→ **PROMPT**
Answer these questions from the text on Airbnb listings, one per line:
1. Which host name has the highest number of listings in Manhattan?
2. What maximum value does the text give for 'minimum_nights'?
3. Which room type is the highest in number overall, according to the chart insight?

After performing data wrangling in given dataset we dropped some unnecessary columns and meanwhile we found that host name sonder(NYC) has highest number of listings in manhattan followed by blueground and also people prefer to go for entire home and private room as compared to the shared rooms.

In [None]:
#outliers

In [None]:
airbnb.describe()

Here are some observations from the output:

'price': The minimum price is 0, which seems strange, and the maximum price is 10,000, which is significantly higher than the 75th percentile. It also has high standard deviation.

'minimum_nights': The maximum value is 1,250, which is much higher than the 75th percentile.

'number_of_reviews': The maximum value is 629, which is much higher than the 75th percentile.

'reviews_per_month': The maximum value is 58.5, which is much higher than the 75th percentile.

'calculated_host_listings_count': The maximum value is 327, which is much higher than the 75th percentile.

In [None]:
outlier_cols = [
    'price', 'minimum_nights', 'number_of_reviews', 'reviews_per_month', 'calculated_host_listings_count'
]

In [None]:
import matplotlib.pyplot as plt
import seaborn as sns
for col in outlier_cols:
    plt.figure(figsize=(5, 5))
    sns.boxplot(x=airbnb[col])
    plt.show()

## ***4. Data Vizualization, Storytelling & Experimenting with charts : Understand the relationships between variables***

#### Chart - 1
**which types of room attracted more crowd?**



In [None]:
# Chart - 1 visualization code
neighbourhood_group = ['Brooklyn','Manhattan','Queens','Manhattan','Brooklyn','Staten Island','Queens','Bronx','Queens','Bronx']
room_type = ['Entire home/apt','Entire home/apt','Private room','Private room','Entire home/apt','Entire home/apt','Private room','Shared room','Entire home/apt']

room_dict = {}

for i in room_type:
  room_dict[i] = room_dict.get(i,0)+1

plt.bar(room_dict.keys(), room_dict.values(), color='green',edgecolor='blue')
plt.title('Room Types')
plt.xlabel('Room Type')
plt.ylabel('Count')
plt.show()

##### 1. Why did you pick the specific chart?

A bar chart is a common way to visualize the distribution of categorical data or the relationship between a categorical variable and a numerical variable.

##### 2. What is/are the insight(s) found from the chart?

we found that Entire home/apt is the highest number of room types overall and prices are high in the brooklyn and manhattan for entire home/apt

##### 3. Will the gained insights help creating a positive business impact?
Are there any insights that lead to negative growth? Justify with specific reason.

Positive Impact Insight:

One positive insight could be that "Entire home/apartment" listings in high-demand neighborhoods (e.g., Manhattan) tend to have higher prices compared to other room types. This could indicate that hosts offering entire homes in popular areas are able to command premium prices, possibly due to the convenience and exclusivity of having an entire living space to oneself. This insight may lead to strategies such as investing in marketing for entire home/apartment listings in these high-demand neighborhoods, potentially maximizing revenue.

→ **Records in a dataset**

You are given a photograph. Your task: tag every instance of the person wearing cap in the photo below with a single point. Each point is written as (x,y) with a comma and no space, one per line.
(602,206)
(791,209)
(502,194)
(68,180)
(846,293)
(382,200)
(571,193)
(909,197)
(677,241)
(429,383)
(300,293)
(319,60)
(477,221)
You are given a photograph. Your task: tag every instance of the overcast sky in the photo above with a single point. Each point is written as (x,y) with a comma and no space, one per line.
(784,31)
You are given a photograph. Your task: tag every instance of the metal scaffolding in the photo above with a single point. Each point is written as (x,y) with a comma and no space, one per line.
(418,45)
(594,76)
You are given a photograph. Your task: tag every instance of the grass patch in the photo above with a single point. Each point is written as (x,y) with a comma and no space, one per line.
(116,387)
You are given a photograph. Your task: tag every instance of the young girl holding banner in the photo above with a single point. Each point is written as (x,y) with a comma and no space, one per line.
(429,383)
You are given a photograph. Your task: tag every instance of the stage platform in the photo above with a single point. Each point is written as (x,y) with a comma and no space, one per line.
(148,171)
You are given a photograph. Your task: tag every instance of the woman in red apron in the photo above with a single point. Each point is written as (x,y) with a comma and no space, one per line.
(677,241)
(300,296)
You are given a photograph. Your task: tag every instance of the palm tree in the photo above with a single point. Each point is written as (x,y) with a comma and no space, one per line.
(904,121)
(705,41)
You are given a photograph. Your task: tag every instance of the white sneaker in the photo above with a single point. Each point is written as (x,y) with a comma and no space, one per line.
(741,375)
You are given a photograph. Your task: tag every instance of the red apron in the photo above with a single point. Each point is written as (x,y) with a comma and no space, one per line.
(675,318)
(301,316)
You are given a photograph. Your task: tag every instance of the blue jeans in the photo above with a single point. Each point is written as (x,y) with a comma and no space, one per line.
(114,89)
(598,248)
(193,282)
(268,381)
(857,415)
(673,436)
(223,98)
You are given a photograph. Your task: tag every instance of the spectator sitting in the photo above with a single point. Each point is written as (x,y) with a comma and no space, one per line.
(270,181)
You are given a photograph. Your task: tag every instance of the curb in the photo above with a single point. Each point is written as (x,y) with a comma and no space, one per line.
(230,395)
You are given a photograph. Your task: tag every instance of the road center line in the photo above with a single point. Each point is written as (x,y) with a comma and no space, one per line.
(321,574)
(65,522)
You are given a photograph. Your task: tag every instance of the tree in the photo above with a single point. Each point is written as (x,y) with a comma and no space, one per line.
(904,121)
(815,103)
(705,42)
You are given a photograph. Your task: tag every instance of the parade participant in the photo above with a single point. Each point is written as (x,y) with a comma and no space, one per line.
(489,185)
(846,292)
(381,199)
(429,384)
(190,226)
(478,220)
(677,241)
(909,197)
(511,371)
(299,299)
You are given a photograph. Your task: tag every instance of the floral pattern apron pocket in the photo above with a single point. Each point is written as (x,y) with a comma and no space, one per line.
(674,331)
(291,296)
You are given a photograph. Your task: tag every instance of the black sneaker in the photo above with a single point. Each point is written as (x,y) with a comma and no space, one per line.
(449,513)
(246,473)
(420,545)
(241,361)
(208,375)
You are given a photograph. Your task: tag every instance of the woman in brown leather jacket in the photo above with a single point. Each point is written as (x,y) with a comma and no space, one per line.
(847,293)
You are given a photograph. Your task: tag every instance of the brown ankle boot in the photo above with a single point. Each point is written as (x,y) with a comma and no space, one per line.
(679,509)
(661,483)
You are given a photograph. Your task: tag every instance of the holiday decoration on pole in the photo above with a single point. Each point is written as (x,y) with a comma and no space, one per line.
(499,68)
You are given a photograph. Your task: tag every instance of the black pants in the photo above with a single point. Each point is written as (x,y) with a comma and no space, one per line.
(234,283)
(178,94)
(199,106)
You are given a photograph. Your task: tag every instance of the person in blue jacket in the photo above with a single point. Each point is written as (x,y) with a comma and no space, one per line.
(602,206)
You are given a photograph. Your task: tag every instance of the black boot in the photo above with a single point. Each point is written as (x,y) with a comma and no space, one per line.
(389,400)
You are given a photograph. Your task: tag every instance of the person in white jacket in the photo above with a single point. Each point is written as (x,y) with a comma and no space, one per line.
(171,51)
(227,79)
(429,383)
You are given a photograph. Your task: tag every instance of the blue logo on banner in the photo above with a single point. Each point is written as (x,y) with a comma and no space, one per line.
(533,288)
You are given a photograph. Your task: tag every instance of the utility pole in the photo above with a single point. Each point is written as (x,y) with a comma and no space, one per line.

→ **TASK RESULT**
1. sonder(NYC)
2. 1,250
3. Entire home/apt